Segment Start: EXTRACTED TEXT

The following review is based on a recent symposium (HIV Accessory Proteins: Therapeutic Opportunities, February 2, 1995, Washington, DC) focusing on the therapeutic opportunities afforded by HIV accessory proteins.
Nef, a viral protein expressed early in infection, possesses two distinct functions: the ability to enhance HIV replication and the ability to down-regulate the T cell surface CD4 molecule (reviewed in Ref. 2). Enhancement of virus replication results from the presence of virion-associated Nef that increases the infectivity of cell-free virus. This was revealed by studies comparing the replication capabilities of infectious provirus plasmids and virus particles in CEM cells (a human T cell line) in a single-cycle assay where subsequent rounds of infection were inhibited by the addition of neutralizing antibody. Transfection of CEM cells with identical amounts of either a nef deletion (Δ) mutant or wild-type (wt) proviral DNA yielded similar expression levels of the HIV capsid protein p24. However, when CEM cells were infected with equal inocula of Δnef and wt virus (standardized for their p24 content), Δnef virus yielded 3- to 5-fold less p24 than did the wt HIV-1. Thus, the presence of particle-associated Nef in wt virus resulted in an increase in p24 production in infected CEM cell.
The mechanism whereby Nef confers replicative advantage on the virus is not yet established. Comparison of virions with or without Nef revealed no difference in reverse transcriptase (RT) activity, viral binding, or viral entry into host cells. The reduction in infectivity of Δnef virus does not seem to reflect on an inability to degrade CD4 (see below). When cells engineered to express a truncated CD4 molecule, lacking virtually the entire cytoplasmic domain required for Nef-induced CD4 degradation, were infected with Δnef or wt HIV, attenuation of Δnef virus growth was still observed.
The severe combined immunodeficient mouse implanted with human thymus and liver tissue (SCID-thy/liv) is an important animal model for studying HIV infection and pathogenesis. Mice are generated by surgical transplantation of human fetal liver and thymus fragments under the kidney capsule. After several months, the implanted tissues become fused together to form a graft, which is histologically and physiologically indistinguishable from a normal human thymus. Direct inoculation of the graft with HIV results in infection of human CD4-positive cells and precursor CD4/CD8-double positive cells. The SCID-thy/liv model was used to evaluate the effect of HIV regulatory proteins on CD4-positive cells. CEM cells were transfected with infectious plasmids with deletions in the nef, vif, vpr, or vpu genes, and the virus produced was titered on activated human peripheral blood lymphocytes (PBLs). SCID-thy/liv mice were then inoculated with equal amounts of infectious virus. Such analysis revealed a hierarchy in the abilities of the four deletion mutant viruses to replicate and induce CD4 depletion in the graft relative to infection with wt HIV as follows: Δvpr > Δvpu > Δvif> Δnef Deleting the nef gene was thus more deleterious to virus replication than deleting any of the other regulatory genes studied.

Segment End: EXTRACTED TEXT
Segment Start: PROVIDED DATA

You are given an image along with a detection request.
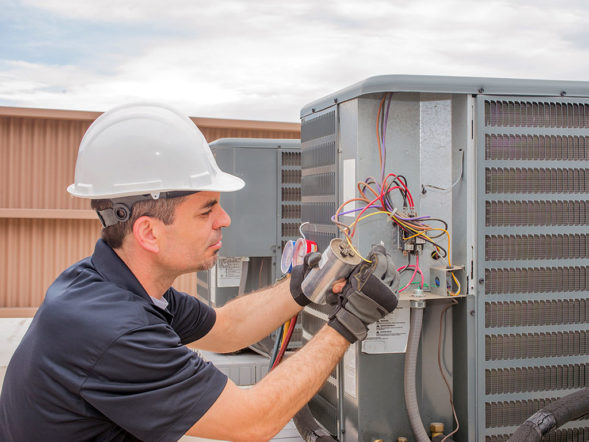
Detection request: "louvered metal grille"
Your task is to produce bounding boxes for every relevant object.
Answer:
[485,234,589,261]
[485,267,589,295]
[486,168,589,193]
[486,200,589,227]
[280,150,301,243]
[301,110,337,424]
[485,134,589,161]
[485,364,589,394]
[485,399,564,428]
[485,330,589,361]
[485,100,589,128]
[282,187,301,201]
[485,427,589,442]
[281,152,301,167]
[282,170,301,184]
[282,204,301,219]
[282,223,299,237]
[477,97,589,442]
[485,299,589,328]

Segment End: PROVIDED DATA

(APPLY WHAT YOU READ)
1. According to the review of HIV accessory proteins, how much less p24 did Δnef virus yield than wild-type HIV-1 when CEM cells were infected with equal inocula?
2. Go on with the review of HIV accessory proteins, starting right after its last sentence.
The entries are separate material and are not part of the review of HIV accessory proteins.

(RESPONSES)
1. 3- to 5-fold less p24.

2.
Another well-established function of Nef is its ability to down-regulate CD4, a surface molecule crucial for helper T cell signaling and a principal cellular receptor for HIV. When nef gene constructs were expressed in CD4 positive cells, the half-life of CD4 was found to decrease from 24 to 4–6 hr. While expression of CD4 was unaffected, once the protein reached the cytoplasmic membrane Nef induced rapid endocytosis followed by lysosomal degradation of CD4 (3). Recent work indicates that Nef may disrupt the interaction between CD4 and the p56lck tyrosine kinase (4). Site-directed mutagenesis of the cytoplasmic tail of CD4 (the binding site of p56lck and Nef) reveal that mutated CD4 molecules with decreased responsiveness to Nef also have reduced capacity to associate with p56lck. Amino acids 407 and 410 within a hydrophobic domain of CD4 are especially important. Thus, it is likely that Nef, or a Nef-recruited factor, competes with p56lck for a binding site on the cytoplasmic tail of CD4 to disrupt CD4/p56lck interaction, thereby inducing CD4 endocytosis and its subsequent degradation.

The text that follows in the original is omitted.